Document excerpt:
Many entrepreneurs would hesitate to start a business during a pandemic, but for Austin resident Jemarquis Wright, it was never just about profit.
He originally started making organic soaps to help his daughter deal with skin issues. He and his family started giving soap away to others during the pandemic, and he started selling soap to help offset the costs of making it. He continues to give away soap at events and Wright said that sales have been robust enough to make some profit.
Ultimately, his ambitions for Healthy Clean go beyond making soaps. Wright said that he wanted to devote his life to doing something meaningful and show a good example for his kids. He is gearing up to release a children’s book and children’s songs about healthy living, and is also working with a group of Austin businessmen to set up a permanent location that will distribute free groceries and provide other services.
Wright said that he’s been working and pursuing business opportunities since he graduated high school. Like many entrepreneurs, he launched his own company because he couldn’t find any business that had the products he was looking for.
“The company started because of my daughter,” Wright said. “She had really bad skin, and we couldn’t find a soap that could accommodate her situation. We reached out to the doctor and he suggested looking into an organic soap.”
But the organic soaps on the market were too expensive for his liking, so Wright decided to make them himself. When the pandemic started, his daughter suggested giving the soap away, but that didn’t cover the cost of making the soap. So, in October 2020, he launched the company to sell his soap for profit.
Wright said he didn’t have any kind of start-up funding, loans or grants, but that his relatives have helped him buy supplies such as soap wrappers. He said that he makes the soap with his family’s help.
According to marketing materials, Wright’s products include oatmeal cream, activated charcoal, aloe and olive oil soaps.

Exercise instructions:
Continue the article about Jemarquis Wright's soap business, picking up after its final sentence.

Available data:

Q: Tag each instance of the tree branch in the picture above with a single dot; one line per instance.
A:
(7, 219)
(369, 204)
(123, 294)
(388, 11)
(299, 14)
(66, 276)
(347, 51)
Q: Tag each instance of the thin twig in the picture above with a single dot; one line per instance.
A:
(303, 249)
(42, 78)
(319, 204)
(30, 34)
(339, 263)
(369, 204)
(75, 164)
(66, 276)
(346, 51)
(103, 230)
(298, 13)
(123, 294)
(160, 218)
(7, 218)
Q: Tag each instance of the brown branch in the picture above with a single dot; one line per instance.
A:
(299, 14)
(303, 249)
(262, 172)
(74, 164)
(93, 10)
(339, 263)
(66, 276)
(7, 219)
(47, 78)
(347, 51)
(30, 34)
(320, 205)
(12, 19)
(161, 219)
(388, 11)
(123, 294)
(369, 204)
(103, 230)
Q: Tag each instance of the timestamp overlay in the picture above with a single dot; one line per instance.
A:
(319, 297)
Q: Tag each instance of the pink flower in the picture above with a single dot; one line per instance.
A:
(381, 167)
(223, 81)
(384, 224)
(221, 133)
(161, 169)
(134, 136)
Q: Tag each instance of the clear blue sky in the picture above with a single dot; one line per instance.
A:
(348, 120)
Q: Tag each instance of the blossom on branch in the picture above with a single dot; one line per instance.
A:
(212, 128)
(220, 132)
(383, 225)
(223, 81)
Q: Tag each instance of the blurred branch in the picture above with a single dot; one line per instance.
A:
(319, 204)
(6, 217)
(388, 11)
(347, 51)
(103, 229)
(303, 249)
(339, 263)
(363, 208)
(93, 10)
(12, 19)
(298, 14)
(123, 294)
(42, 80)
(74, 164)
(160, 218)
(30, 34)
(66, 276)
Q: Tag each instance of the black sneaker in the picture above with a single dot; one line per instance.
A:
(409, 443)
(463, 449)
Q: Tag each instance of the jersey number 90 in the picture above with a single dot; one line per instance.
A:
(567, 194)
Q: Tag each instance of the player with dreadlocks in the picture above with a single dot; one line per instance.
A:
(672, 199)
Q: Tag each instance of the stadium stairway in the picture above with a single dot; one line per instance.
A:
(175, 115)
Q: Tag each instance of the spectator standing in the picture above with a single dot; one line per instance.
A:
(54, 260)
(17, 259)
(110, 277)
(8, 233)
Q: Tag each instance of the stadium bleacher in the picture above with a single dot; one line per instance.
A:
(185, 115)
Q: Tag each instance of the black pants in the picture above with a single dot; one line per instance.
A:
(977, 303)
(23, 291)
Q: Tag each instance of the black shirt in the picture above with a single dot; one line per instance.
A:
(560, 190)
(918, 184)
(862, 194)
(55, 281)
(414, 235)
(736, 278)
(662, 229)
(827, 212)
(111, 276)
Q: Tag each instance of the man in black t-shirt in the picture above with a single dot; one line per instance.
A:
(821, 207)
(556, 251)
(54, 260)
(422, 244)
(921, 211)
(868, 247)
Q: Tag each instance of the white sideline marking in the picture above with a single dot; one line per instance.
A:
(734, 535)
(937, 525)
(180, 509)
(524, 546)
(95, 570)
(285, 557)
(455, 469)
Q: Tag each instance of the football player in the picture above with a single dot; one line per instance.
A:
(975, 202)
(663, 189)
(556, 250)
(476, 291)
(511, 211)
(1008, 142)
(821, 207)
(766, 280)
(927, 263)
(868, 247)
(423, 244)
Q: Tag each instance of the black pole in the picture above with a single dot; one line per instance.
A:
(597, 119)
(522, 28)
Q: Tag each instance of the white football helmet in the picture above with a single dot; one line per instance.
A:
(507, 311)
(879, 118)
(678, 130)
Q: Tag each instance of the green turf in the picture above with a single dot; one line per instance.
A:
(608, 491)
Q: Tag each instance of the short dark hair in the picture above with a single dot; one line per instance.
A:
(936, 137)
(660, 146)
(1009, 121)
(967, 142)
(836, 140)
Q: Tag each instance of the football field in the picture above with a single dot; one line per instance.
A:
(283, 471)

Expected answer:
Healthy Clean regularly takes part in weekly food and clothing giveaways organized by Temple Baptist Church, 3622 W. Douglas Blvd. The giveaways are held every Monday, from 2 p.m. to 4 p.m.
“We have great reviews, we have repeat customers all the time,” Wright said. “The profit is not like a million dollars, but we’re blessed to be able to meet quotas. We’re not in the red.”
In recent months, Healthy Clean has been expanding beyond soaps. Wright has been posting educational videos featuring his kids on the “Healthy Clean Kids” Youtube channel, and he is working on releasing a children’s book about staying healthy, as well as kids’ songs, under the same label.
He hopes to release both by the end of May.
Wright also said he’s been working with Black Men United, a community service organization founded by Pastor John Harrell, of Maywood’s Proviso Missionary Baptist Church, 1116 S. 5th Ave. The organization has been distributing food, baby supplies and other goods throughout the Chicago area. Wright said that he’s working with Harrell and a group of Austin businessmen to set up a more permanent community service hub near the intersection of Division Street and Austin Boulevard.
“[It will be] a community hub, a house in the community,” he said. “We want to build a garden, we’ll provide jobs, do grocery giveaways and deliver groceries to the elderly in the community.”